» EXCERPT TO READ
________________

Retrieval math can’t tell you whether “Carrot is the only one here, pouring a bright orange potion with guilty glug-glug sounds” is a good answer. Prose needs judgment, and the standard way to get judgment at scale is LLM-as-judge: you ask a strong model to score the answer against a rubric.

Plain-English aside: LLM-as-judge, and why it needs guardrails. Using a model to grade another model’s output sounds circular, and done naively it is. Models are inconsistent graders — ask twice, get two scores — and they have biases: they reward fluent, long answers, and they tend to prefer outputs from their own family (self-enhancement bias). So an LLM judge without guards is a wobbly ruler. The fix isn’t to abandon it — for open-ended prose there’s no better option at scale — it’s to engineer the variance down until the number is stable enough to track.

The judge here scores four dimensions — correctness (against a reference answer), faithfulness (is every claim supported by the retrieved context?), relevance (does it address the question?), and completeness (are the must-have facts present?) — and it carries five concrete guards:

A cross-model judge. The app answers with claude-haiku-4-5; the judge is claude-sonnet-4-6, a stronger and deliberately different model, to sidestep self-preference bias.

________________

» DATASET EXCERPTS

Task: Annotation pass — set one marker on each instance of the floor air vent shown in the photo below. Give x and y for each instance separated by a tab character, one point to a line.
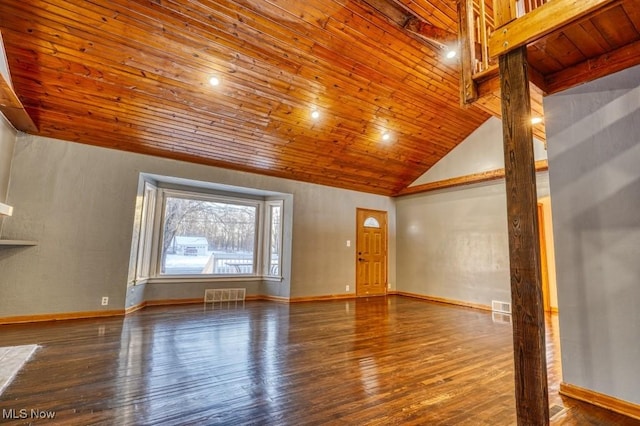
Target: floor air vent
504	307
212	295
501	318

________________

» THE TASK
Can you reproduce the full LLM-as-judge excerpt word for word? Rely only on the LLM-as-judge excerpt, not on the data.

» TASK RESULT
Retrieval math can’t tell you whether “Carrot is the only one here, pouring a bright orange potion with guilty glug-glug sounds” is a good answer. Prose needs judgment, and the standard way to get judgment at scale is LLM-as-judge: you ask a strong model to score the answer against a rubric.

Plain-English aside: LLM-as-judge, and why it needs guardrails. Using a model to grade another model’s output sounds circular, and done naively it is. Models are inconsistent graders — ask twice, get two scores — and they have biases: they reward fluent, long answers, and they tend to prefer outputs from their own family (self-enhancement bias). So an LLM judge without guards is a wobbly ruler. The fix isn’t to abandon it — for open-ended prose there’s no better option at scale — it’s to engineer the variance down until the number is stable enough to track.

The judge here scores four dimensions — correctness (against a reference answer), faithfulness (is every claim supported by the retrieved context?), relevance (does it address the question?), and completeness (are the must-have facts present?) — and it carries five concrete guards:

A cross-model judge. The app answers with claude-haiku-4-5; the judge is claude-sonnet-4-6, a stronger and deliberately different model, to sidestep self-preference bias.